▶ _Aim of the exercise_
Reproduce exactly the line that contains "trim and put a dot on each instance?" and all lines that follow it in the records below, ending with the last one.

▶ _Dataset records_
------------------------------------------------------------------------
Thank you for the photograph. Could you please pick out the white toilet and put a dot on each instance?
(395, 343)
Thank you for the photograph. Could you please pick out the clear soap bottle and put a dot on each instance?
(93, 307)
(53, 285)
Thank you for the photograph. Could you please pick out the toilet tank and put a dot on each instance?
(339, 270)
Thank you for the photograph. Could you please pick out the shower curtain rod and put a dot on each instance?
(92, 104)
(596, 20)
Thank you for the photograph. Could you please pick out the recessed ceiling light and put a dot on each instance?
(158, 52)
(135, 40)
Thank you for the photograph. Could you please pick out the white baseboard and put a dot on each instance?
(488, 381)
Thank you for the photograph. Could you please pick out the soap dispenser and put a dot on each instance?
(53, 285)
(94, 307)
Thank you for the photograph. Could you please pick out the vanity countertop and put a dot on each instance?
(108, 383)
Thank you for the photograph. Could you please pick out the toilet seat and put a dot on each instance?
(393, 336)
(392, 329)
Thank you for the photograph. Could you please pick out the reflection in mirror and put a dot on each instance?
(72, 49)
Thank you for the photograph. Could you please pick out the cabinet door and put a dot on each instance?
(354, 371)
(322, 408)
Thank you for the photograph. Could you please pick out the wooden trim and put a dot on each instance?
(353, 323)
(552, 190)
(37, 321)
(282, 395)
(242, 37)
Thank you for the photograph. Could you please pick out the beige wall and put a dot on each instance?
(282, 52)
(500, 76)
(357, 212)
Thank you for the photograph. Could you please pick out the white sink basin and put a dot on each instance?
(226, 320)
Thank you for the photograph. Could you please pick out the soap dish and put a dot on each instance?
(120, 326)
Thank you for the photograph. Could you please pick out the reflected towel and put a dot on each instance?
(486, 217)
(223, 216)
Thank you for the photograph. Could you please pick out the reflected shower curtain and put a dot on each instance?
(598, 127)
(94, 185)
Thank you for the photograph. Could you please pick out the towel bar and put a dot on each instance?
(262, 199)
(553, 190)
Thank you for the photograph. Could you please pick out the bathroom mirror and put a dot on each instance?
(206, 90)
------------------------------------------------------------------------
▶ _Response to the task_
Thank you for the photograph. Could you please pick out the wooden trim and put a dot on each instance?
(353, 323)
(552, 190)
(37, 321)
(282, 395)
(242, 37)
Thank you for the photograph. Could you please pick out the beige wall and put a dot on each instance?
(282, 52)
(500, 76)
(357, 212)
Thank you for the photograph. Could you please pick out the white sink basin and put a dot on each instance?
(226, 320)
Thank you for the photograph. Could you please pick out the soap dish and put a dot on each instance?
(120, 326)
Thank you for the photograph. Could you please pick out the reflected towel and put a dot on each instance?
(486, 217)
(223, 216)
Thank you for the photograph. Could you please pick out the reflected shower curtain and put a dot on each instance?
(598, 127)
(94, 185)
Thank you for the photograph. Could you please pick out the towel bar and put a dot on each instance?
(262, 199)
(553, 190)
Thank you for the photograph. Could you please pick out the bathroom mirror and put a dot on each instance?
(206, 90)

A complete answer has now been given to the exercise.